• [Requests]:
[1] Please answer these questions about the forum thread on emerging nvidia-kernel:
(a) Which kernel does the poster use?
(b) Which symlink does the poster say is all right?
(c) Which version of nvidia-kernel is being emerged in the second quoted output?
[2] Carry on the forum thread about emerging nvidia-kernel from the point where it stops.

# Can't emerge nvidia-kernel

## tristure

Hi!

I'm reinstalling my box, and everything went fine so far.

But I can't emerge nvidia-kernel.

I use a 2.6.5 gentoo dev sources kernel.

It's strange because on a former installation I had nvidia-kernel working all-right with this kernel.

This is the output for 5336 nvidia-kernel :

 *Quote:*   

> >>> md5 src_uri  NVIDIA-Linux-x86-1.0-5336-pkg1.run
> 
>  * The new 2.6.6 Series kernels include an option for 4K Stack sizes,
> 
>  * this option must NOT be selected. This driver will only work with
> ...

 

I read many posts about a wrong symlink in this forum. This is not related : the /usr/src/linux symlink is all right.

EMerging 6111 version of nvidia-kernel fails :

 *Quote:*   

> >>> emerge (1 of 1) media-video/nvidia-kernel-1.0.6111 to /
> 
> x86
> 
> >>> md5 src_uri  NVIDIA-Linux-x86-1.0-6111-pkg1.run
> ...

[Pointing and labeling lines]
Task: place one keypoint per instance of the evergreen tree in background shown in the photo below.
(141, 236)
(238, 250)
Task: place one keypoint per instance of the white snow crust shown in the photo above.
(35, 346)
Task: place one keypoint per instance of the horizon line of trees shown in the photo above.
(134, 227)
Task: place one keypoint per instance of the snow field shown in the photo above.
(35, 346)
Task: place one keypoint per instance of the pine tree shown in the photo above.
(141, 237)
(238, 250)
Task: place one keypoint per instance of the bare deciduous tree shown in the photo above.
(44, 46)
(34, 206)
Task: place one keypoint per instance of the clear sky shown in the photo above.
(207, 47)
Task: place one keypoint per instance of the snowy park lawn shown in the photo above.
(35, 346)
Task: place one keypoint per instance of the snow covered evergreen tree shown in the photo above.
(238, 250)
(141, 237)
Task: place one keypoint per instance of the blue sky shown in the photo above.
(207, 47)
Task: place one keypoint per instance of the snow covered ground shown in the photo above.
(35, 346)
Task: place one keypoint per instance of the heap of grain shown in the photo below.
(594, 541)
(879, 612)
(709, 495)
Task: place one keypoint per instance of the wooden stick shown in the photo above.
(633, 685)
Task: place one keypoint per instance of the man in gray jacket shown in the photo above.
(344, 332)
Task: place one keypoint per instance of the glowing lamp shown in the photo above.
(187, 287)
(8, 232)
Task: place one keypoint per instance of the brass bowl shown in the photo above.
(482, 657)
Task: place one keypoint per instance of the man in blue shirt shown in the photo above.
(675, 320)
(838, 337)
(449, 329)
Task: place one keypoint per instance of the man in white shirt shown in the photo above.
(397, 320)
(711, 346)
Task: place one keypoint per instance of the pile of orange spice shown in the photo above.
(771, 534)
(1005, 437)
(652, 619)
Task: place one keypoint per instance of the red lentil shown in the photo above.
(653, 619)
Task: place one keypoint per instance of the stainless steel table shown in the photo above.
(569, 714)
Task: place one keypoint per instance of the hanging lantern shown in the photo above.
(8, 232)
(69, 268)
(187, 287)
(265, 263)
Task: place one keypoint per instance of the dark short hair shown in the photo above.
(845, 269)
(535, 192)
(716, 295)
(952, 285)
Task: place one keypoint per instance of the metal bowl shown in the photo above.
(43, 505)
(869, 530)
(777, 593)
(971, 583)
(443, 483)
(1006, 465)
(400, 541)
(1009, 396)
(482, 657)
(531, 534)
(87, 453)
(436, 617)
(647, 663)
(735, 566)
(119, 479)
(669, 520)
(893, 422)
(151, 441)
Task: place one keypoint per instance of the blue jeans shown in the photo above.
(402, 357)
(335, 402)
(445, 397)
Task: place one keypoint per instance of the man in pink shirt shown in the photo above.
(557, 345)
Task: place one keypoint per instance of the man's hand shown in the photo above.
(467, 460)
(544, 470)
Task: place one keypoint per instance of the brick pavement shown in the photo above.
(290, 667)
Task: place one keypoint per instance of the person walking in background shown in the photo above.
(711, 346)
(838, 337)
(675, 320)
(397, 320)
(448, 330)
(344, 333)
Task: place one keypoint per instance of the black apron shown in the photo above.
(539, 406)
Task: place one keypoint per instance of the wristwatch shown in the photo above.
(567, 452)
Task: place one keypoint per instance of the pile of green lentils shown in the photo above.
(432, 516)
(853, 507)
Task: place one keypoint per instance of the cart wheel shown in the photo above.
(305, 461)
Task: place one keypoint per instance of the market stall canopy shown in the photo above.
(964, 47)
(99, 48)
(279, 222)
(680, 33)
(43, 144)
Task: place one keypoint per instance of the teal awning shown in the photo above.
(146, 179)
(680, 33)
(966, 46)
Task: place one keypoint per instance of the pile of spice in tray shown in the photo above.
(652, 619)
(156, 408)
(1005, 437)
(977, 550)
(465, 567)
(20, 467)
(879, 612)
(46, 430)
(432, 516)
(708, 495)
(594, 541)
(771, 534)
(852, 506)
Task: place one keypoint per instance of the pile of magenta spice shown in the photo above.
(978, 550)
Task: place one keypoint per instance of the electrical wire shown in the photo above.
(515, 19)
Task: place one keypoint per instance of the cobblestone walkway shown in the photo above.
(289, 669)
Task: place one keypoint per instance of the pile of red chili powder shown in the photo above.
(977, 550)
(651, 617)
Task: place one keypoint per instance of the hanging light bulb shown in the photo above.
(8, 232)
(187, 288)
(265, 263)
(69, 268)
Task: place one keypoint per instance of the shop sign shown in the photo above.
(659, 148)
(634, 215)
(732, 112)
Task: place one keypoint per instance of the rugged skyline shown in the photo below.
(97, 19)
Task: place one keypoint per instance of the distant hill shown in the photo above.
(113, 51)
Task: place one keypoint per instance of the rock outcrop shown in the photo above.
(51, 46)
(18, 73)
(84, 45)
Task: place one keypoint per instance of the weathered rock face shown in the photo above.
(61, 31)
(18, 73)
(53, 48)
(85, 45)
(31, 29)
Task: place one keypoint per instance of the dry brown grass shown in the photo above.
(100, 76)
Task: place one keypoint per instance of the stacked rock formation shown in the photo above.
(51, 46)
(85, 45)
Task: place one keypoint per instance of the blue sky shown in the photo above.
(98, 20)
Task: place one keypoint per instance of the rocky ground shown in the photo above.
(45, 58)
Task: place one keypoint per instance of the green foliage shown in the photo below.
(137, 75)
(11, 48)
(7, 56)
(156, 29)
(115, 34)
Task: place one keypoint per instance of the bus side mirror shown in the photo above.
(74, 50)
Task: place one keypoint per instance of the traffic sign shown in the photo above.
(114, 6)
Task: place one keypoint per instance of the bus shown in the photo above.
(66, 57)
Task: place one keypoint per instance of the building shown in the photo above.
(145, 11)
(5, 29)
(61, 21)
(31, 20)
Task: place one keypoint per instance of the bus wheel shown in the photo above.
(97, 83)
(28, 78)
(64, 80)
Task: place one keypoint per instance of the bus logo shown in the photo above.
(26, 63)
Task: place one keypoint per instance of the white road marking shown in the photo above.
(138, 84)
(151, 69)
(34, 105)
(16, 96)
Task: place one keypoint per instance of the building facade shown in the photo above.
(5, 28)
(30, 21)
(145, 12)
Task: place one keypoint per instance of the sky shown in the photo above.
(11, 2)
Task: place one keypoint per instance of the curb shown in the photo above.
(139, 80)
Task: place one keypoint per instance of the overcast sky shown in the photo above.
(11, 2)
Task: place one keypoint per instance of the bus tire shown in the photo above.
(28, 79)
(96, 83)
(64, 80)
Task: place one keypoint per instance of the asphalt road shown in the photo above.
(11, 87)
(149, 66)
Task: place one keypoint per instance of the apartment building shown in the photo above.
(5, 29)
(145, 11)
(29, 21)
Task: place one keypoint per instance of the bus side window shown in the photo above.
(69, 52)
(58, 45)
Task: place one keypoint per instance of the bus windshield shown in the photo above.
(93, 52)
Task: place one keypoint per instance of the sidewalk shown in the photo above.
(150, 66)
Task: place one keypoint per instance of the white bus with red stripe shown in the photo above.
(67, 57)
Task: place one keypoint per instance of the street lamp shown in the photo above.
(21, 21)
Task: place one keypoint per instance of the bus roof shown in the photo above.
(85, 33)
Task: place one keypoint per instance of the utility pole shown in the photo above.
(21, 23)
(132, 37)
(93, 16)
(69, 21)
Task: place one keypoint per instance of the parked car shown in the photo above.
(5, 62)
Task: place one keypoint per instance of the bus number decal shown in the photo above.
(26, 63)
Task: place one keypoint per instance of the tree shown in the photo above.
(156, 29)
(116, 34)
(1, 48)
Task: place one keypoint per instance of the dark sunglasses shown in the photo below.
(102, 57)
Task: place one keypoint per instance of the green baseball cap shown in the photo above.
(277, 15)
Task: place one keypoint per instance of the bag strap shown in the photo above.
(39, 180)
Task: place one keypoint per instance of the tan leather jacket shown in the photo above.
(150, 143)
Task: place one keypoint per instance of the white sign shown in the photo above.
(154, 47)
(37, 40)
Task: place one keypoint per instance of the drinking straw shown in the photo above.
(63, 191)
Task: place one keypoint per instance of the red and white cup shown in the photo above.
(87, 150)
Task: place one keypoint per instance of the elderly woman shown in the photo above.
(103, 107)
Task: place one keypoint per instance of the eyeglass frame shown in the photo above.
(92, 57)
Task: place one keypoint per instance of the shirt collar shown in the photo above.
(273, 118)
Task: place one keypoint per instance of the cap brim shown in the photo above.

• [Outputs in order]:
[1]
(a) A 2.6.5 gentoo dev sources kernel.
(b) The /usr/src/linux symlink.
(c) media-video/nvidia-kernel-1.0.6111.

[2]
I don't know what to do. Any help appreciated!!

(Just in case, can I still emerge graphical environments and applications and solve this problem later? I'm fed up with command line right now and need some GUI (some browser especially!) even if I don't have opengl for the moment)

----------

## chunderbunny

You can switch video drivers at any time, so go ahead and install some WMs. 

You could try what the error message suggests, go to /usr/src/linux and run "make mrproper", then see if the 6111 drivers will compile.

----------

## tristure

Well it didn't work either...

Any other ideas?

Thanks!

----------

## tristure

OK, I'm in KDE now, so things are getting better  :Laughing: 

But I still have to get the nvidia thing working

I ran make mrproper; then I got the classic error "unable to determine kernel version".

I read something about typing make prepare-all, and so I did...

Now I got another error : *Quote:*   

> bash-2.05b# emerge nvidia-kernel
> 
> Calculating dependencies ...done!
> 
> >>> emerge (1 of 1) media-video/nvidia-kernel-1.0.5336-r4 to /
> ...

 

As I read something on the forums about emerging new headers, I tried to emerge the linux26-headers, but I can't, even with "~x86" the packages remain masked!

I tried to emerge and run config-kernel, didn't work either!!!

I'm really stuck now, and I would really like to have my card working!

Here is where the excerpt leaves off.